**Text shown**
+++

# Best places to live Derbyshire



## dilbert (14 December 2013)

Hi all

I'm hoping to eventually move to Derbyshire and would like some advice on the best places to consider, I'm looking for areas that are no more than 30mins from the city centre for work and would like to be able to keep the horses as close to home as possible.


----------



## Greylegs (15 December 2013)

If you will be working in Derby city centre the you could do worse than the area where we are based ... South Derbyshire, near Swadlincote/Burton on Trent/Ashby de la Zouch. 

We have a variety of good livery yards in the area ranging from decent DIY farms to top notch full livery places with indoor schools etc etc. the riding is pretty good too being in the new national forest area, there are plenty of off road rides to use, decent bridle paths etc. from here I can be in Derby in under half an hour but also have good road links to M1, A50, A38 etc. Good luck with the move.


----------



## case895 (16 December 2013)

I used to live in Hilton and that is a nice town. I now live near Ripley and you can get to Derby in 30 mins on the bus. Same from Ambergate/Whatstandwell by train. Don't even consider driving in from the North of Derby as the traffic is dreadful.

+++

Entries taken from a collection:

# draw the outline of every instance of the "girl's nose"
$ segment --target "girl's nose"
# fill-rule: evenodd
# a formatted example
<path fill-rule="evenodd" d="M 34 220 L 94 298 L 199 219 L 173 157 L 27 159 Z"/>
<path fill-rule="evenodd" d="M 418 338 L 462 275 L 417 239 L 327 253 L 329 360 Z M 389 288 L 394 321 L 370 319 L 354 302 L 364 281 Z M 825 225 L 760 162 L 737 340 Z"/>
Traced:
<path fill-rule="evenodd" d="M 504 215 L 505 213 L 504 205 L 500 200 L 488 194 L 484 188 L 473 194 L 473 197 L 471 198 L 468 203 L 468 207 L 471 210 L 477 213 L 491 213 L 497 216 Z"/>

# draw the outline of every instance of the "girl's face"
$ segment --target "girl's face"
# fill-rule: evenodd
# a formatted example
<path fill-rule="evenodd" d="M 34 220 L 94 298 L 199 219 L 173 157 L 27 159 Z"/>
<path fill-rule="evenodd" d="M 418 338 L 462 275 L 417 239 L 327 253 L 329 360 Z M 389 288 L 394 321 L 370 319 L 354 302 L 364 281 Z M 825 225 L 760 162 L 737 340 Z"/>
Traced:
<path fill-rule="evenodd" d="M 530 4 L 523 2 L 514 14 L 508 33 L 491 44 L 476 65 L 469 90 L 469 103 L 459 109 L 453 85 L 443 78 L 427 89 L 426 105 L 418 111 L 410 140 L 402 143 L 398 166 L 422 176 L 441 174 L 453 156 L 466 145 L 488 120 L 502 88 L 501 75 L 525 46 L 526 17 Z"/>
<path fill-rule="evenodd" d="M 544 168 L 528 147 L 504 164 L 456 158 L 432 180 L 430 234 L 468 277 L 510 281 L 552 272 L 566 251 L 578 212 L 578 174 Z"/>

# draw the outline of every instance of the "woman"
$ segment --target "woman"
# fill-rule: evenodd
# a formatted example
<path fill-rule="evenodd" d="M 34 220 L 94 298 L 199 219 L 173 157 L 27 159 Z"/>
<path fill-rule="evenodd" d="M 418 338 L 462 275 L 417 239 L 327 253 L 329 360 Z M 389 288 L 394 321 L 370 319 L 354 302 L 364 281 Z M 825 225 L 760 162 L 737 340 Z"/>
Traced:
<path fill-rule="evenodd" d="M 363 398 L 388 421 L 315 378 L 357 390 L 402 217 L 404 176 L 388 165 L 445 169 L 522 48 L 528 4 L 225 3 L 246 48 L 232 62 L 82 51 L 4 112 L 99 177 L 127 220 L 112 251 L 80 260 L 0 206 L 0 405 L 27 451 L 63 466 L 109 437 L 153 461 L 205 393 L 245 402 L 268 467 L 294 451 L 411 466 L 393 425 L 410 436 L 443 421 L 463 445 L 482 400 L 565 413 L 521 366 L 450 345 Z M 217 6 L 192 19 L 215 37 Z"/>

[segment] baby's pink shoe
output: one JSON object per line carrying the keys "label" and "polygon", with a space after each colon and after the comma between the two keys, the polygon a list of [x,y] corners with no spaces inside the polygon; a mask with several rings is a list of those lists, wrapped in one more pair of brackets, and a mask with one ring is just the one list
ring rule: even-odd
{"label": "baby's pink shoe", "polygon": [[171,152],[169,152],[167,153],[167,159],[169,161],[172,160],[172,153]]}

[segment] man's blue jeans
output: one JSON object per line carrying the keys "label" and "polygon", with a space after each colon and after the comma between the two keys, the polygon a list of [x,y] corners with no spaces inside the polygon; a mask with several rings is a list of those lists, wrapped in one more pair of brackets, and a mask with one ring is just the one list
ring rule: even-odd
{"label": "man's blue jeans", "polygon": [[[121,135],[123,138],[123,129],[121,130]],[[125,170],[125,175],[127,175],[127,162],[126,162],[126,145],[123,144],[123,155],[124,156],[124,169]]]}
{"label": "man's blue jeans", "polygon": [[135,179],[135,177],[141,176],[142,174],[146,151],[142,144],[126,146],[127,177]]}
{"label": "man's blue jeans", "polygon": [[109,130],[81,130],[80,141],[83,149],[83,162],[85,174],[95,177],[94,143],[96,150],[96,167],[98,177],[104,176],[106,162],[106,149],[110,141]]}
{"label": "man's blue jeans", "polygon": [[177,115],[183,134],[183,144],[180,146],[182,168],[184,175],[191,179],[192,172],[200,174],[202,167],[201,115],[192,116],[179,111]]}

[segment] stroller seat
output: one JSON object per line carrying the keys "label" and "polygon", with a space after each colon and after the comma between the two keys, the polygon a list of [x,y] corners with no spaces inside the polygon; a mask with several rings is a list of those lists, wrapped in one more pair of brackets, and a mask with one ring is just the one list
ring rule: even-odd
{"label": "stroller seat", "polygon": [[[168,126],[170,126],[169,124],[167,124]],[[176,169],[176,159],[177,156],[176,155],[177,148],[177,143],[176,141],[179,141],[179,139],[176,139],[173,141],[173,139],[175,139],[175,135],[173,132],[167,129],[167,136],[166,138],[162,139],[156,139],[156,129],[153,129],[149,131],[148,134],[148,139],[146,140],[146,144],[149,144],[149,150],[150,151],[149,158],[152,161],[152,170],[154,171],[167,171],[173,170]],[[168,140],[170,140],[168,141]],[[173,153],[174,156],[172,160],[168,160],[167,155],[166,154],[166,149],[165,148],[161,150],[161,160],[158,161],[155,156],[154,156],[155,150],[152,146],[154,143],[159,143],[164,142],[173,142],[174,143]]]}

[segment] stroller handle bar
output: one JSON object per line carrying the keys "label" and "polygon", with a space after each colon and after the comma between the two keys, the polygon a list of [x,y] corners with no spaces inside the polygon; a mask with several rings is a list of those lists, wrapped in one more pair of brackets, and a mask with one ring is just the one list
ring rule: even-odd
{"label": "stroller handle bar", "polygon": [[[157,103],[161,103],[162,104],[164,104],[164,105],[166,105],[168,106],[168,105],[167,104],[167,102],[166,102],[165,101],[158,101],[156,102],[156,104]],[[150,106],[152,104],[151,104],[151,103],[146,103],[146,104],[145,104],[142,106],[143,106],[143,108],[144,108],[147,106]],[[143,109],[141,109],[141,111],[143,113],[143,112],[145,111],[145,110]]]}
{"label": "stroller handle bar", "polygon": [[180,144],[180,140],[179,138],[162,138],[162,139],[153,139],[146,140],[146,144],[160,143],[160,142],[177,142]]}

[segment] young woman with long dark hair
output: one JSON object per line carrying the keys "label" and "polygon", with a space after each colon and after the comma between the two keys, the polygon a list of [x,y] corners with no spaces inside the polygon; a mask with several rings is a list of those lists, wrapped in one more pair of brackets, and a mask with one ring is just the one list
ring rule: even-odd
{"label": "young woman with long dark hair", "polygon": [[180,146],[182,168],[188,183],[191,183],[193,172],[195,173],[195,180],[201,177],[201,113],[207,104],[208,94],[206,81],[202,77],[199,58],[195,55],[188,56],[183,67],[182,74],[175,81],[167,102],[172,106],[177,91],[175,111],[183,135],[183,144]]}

+++

**Exercise instructions**
**A.** List every road named in the Derbyshire thread.
**B.** In the Derbyshire thread, from which direction does one poster warn against driving into Derby, and why?
**C.** From the Derbyshire thread, reproduce the passage starting with "## Greylegs (15" and going on through "(16 December 2013)".

**Task answers**
**A.** M1, A50, A38

**B.** From the North of Derby, because the traffic is dreadful.

**C.**
## Greylegs (15 December 2013)

If you will be working in Derby city centre the you could do worse than the area where we are based ... South Derbyshire, near Swadlincote/Burton on Trent/Ashby de la Zouch. 

We have a variety of good livery yards in the area ranging from decent DIY farms to top notch full livery places with indoor schools etc etc. the riding is pretty good too being in the new national forest area, there are plenty of off road rides to use, decent bridle paths etc. from here I can be in Derby in under half an hour but also have good road links to M1, A50, A38 etc. Good luck with the move.


----------



## case895 (16 December 2013)